Text excerpt:
┌────────
- Between August 2018 and July 2019, an area of 9,762 square kilometers (3,769 square miles) of primary forest was cleared, according to data released by the Brazilian National Institute of Space Research (INPE) last week.
- The area, roughly the size of Hawaii’s Big Island, represents the highest deforestation rate in 11 years.
- Experts contacted for this story told Mongabay that the 30 percent surge of forest loss over the past year could be even higher for the coming months amid lack of enforcement and large cleared areas preceding fires in August and September 2019.
- The spike in deforestation is a direct result of the actions of President Jair Bolsonaro, who has been dismantling environmental agencies and environmental legislation to pave the way to open up Amazon protected areas to agribusiness and mining, experts said.
The highest rate of destruction of the Brazilian Amazon in over a decade is likely to worsen through the term of President Jair Bolsonaro if effective measures to halt deforestation don’t come into force, experts warn.
Between August 2018 and July 2019, a combined area of 9,762 square kilometers (3,769 square miles) of primary forest, roughly the size of Hawaii’s Big Island, was razed, according to data disclosed by the Brazilian National Institute of Space Research (INPE) last week.
Experts contacted for this story told Mongabay that the 30 percent surge of forest loss over the past year could be even higher for the coming months amid lack of enforcement and large cleared areas preceding the massive fires of August and September 2019.
“We are now in the new deforestation season which started in August 2019. In the first months of the new season, we are seeing even more deforestation than in the same period of the last season,” Carlos Souza Jr., a senior researcher at Imazon, a conservation nonprofit, told Mongabay. “If the federal government continues in the same way, there will be even more deforestation in this current season.”
The Bolsonaro government has been highly criticized for its role in deforestation and forest destruction. While annual deforestation has increased over the past 11 years, the spike seen in 2019 is, according to many experts, a direct result of the government’s actions.
“The surge [in deforestation] is definitely a result of both President Bolsonaro’s rhetoric and his concrete actions in dismantling IBAMA [Brazil’s environment agency],” Philip Fearnside, an ecologist at the National Institute for Research in Amazonia (INPA), told Mongabay. Fearnside has dubbed this “the Bolsonaro effect.”
The damaging actions of the current government have been examined both by academics and the media. Some of these actions include weakening Brazil’s forest codes and environmental agencies, reducing protected areas, approving dangerous agrochemicals, overlooking and pardoning deforestation offenses, and denying climate change.
└────────
Recorded data:
┌────────
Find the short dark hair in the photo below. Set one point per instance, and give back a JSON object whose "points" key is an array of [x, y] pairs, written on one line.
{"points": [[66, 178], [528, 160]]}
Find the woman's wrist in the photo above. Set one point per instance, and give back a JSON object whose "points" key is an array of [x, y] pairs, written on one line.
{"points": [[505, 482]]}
└────────
Tasks to carry out:
1. In the article on Amazon deforestation, how large an area of primary forest was cleared between August 2018 and July 2019?
2. Using the article on Amazon deforestation, explain why experts expect forest loss to climb even higher in the coming months.
3. Summarize the article on Amazon deforestation in two sentences.

Responses to the tasks:
1. 9,762 square kilometers (3,769 square miles), roughly the size of Hawaii's Big Island.

2. Experts point to a lack of enforcement and to the large areas cleared before the massive fires of August and September 2019. Carlos Souza Jr. also notes that the first months of the season that began in August 2019 show more deforestation than the same period of the previous season. He adds that deforestation will increase further if the federal government continues in the same way.

3. INPE figures show that 9,762 square kilometers of primary Brazilian Amazon forest were cleared between August 2018 and July 2019, the highest deforestation rate in 11 years, and experts warn that the loss could grow without effective enforcement. They attribute the surge directly to President Jair Bolsonaro's rhetoric and actions, including weakening environmental agencies and forest codes, reducing protected areas, and pardoning deforestation offenses.